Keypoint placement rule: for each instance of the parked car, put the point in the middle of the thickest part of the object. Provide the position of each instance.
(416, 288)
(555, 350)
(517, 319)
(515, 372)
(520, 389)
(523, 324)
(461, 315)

++++++++++

§ PROBLEM TO SOLVE: Reproduce every line of the listing above verbatim.

§ RESPONSE FOR THIS EXERCISE:
Keypoint placement rule: for each instance of the parked car, put the point in the middle of the thickest part of the object. Provide the position of each instance.
(416, 288)
(555, 350)
(517, 319)
(515, 372)
(520, 389)
(523, 324)
(461, 315)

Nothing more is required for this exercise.